§ **QUOTED TEXT**
# How much should I charge for the labor if customer wants me to ind. package shirts?



## swannn32 (Sep 1, 2006)

It is a larger order. I have printed it once before without the special packaging. The customer wants to know how much more it would be to ind. fold & bag them. Not including the cost of the bags - what should I charge for the labor. Also they want me to label the bags with size labels (which I already have).

I am packaging them by hand - I do not have a folding or packaging machine.

Thanks,


----------



## mystysue (Aug 27, 2006)

my screen printer charges either 20 cents or 25 cents..
Ive done it myself without a machine or anything.. and Heck it sure takes alot more time than i thought it would.. lol..
..
next customer that asked me to do.. it i told them they couldnt afford it.


----------



## lizziemaxine (Nov 14, 2007)

mystysue said:


> my screen printer charges either 20 cents or 25 cents..
> Ive done it myself without a machine or anything.. and Heck it sure takes alot more time than i thought it would.. lol..
> ..
> next customer that asked me to do.. it i told them they couldnt afford it.


I'm with you on that. God gave me talent for some things but folding shirts wasn't one of them. I hate folding shirts.


----------



## INKSCREENS (Jan 28, 2008)

We charge polybagging for $0.35 cents each. Includes polybag, folding, and bagging.


----------



## marcelolopez (Jul 16, 2007)

So, how do you guys do it? just one on top of the other without folding them?
Until now, the few orders I had I have been folding and bagging them, thinking it was part of the process


----------



## lizziemaxine (Nov 14, 2007)

marcelolopez said:


> So, how do you guys do it? just one on top of the other without folding them?
> Until now, the few orders I had I have been folding them, thinking it was part of the process


I fold but it is not necessarily a pretty fold. 99.5% of my customers are people who have known me for many years and they know that I'm not good with folding but they don't care. I even have one of those flip-fold things and they still don't come out nice and neat. I can't gift wrap either.


----------



## marcelolopez (Jul 16, 2007)

lizziemaxine said:


> I fold but it is not necessarily a pretty fold. 99.5% of my customers are people who have known me for many years and they know that I'm not good with folding but they don't care. I even have one of those flip-fold things and they still don't come out nice and neat. I can't gift wrap either.


Thank you .. 
The other day I bought two blank tees at Walmart , and they came together folded in such a way that they were flat, and very firm, I unfolded them, and found two pieces of cardboard (well kind of) they were wrapped at, so I saved them to try later to re-construct it in the same way it was before.
Reverse engineering, I guess


----------



## mardiv (May 12, 2008)

marcelolopez said:


> Thank you ..
> The other day I bought two blank tees at Walmart , and they came together folded in such a way that they were flat, and very firm, I unfolded them, and found two pieces of cardboard (well kind of) they were wrapped at, so I saved them to try later to re-construct it in the same way it was before.
> Reverse engineering, I guess


I'm sure the industry has something better but my NEAT friends have a folding thingy and it works really well.

§ **DATASET EXTRACT**
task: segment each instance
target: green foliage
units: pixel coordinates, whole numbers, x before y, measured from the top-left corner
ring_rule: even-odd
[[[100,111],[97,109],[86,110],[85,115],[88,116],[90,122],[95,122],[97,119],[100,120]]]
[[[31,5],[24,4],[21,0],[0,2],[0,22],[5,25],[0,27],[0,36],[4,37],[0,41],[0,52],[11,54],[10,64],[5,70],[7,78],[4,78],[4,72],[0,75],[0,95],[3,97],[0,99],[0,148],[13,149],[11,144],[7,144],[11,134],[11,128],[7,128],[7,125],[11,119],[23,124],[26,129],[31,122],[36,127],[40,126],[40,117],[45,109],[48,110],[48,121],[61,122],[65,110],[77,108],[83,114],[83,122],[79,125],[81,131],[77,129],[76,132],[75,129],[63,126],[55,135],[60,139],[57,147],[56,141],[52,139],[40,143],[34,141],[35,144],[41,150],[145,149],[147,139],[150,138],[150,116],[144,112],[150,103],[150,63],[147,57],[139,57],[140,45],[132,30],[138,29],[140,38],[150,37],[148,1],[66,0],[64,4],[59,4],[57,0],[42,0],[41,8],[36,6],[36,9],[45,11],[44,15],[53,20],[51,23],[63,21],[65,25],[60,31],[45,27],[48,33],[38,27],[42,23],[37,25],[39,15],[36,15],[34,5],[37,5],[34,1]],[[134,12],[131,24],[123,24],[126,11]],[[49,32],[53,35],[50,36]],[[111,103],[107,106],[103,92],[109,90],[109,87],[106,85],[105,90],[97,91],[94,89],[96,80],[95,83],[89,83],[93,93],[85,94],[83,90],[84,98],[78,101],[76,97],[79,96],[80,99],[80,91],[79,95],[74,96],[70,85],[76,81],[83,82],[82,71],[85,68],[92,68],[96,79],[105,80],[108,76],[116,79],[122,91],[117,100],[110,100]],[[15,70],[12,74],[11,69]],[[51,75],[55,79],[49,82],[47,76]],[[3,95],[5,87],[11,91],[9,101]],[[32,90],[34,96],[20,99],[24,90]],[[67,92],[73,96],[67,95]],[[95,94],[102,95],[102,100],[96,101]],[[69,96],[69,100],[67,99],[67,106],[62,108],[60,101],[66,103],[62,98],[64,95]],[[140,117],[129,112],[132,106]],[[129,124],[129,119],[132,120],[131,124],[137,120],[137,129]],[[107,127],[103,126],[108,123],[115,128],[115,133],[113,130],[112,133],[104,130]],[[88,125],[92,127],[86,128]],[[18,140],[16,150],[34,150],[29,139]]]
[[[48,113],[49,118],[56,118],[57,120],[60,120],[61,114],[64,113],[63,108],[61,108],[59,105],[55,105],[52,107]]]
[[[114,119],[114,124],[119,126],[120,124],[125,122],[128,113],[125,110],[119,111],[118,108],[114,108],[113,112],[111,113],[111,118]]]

§ **DESCRIPTION OF THE TASK**
Carry on the forum thread about pricing the folding and bagging of shirts, starting right after its final sentence. The listing is not needed for this work.

§ **EXPECTED ANSWER**
FlipFOLD®: The ULTIMATE Folding Tool® - In the News

and it's affordable and worth it if you have a bunch to do! 

happy folding!


----------



## lizziemaxine (Nov 14, 2007)

mardiv said:


> I'm sure the industry has something better but my NEAT friends have a folding thingy and it works really well.
> 
> FlipFOLD®: The ULTIMATE Folding Tool® - In the News
> 
> ...


That's what I have and I still can't get a neat fold.


----------



## Uncle John (Mar 11, 2007)

I will try to do this LOL, we charge 25 cents including bag. Put the shirts face up with color on the left (if your right handed) Grab just above the top of color and in line at the bottom. Pick up turn over and fold till they meet. Put fingers under all layers and lift, then lay face down and fold in 1/3's. takes about 15 seconds. We use to have a folding machine but it took longer to get it working right than to do it this way.
Hope it helped, John


----------



## TeddyRocky (Mar 23, 2007)

YouTube - Fold T-shirt

how to fold a tshirt.


----------



## swannn32 (Sep 1, 2006)

Thanks - that is just what I needed to know . . .

Sometimes on smaller orders I will individually fold them just so they look nice - but on normal jobs I stack them in groups of 6 or 12 (they come in groups of 12 from supplier), then fold the sleeves in and fold the whole bunch in half. They fit back in the same box they came in quite nicely this way - although it looks fairly neat, it is not perfect. This way is good especially for clubs & churches where they will be handing the shirts out anyway.

Individually folding and bagging does take a lot of extra time. Thanks for helping me figure out what to charge for it - you guys are the best!


----------



## billm75 (Feb 15, 2007)

mardiv said:


> I'm sure the industry has something better but my NEAT friends have a folding thingy and it works really well.
> 
> FlipFOLD®: The ULTIMATE Folding Tool® - In the News
> 
> ...


I made one of these with cardboard and duct tape. Now, it doesn't come in designer colors, and no, it's not fashionable, but it works perfectly. And it cost me all of 10 minutes to create. 

I've been using it for over a year now. I did replace my duct tape hinges ONCE, but hey, it's still working great.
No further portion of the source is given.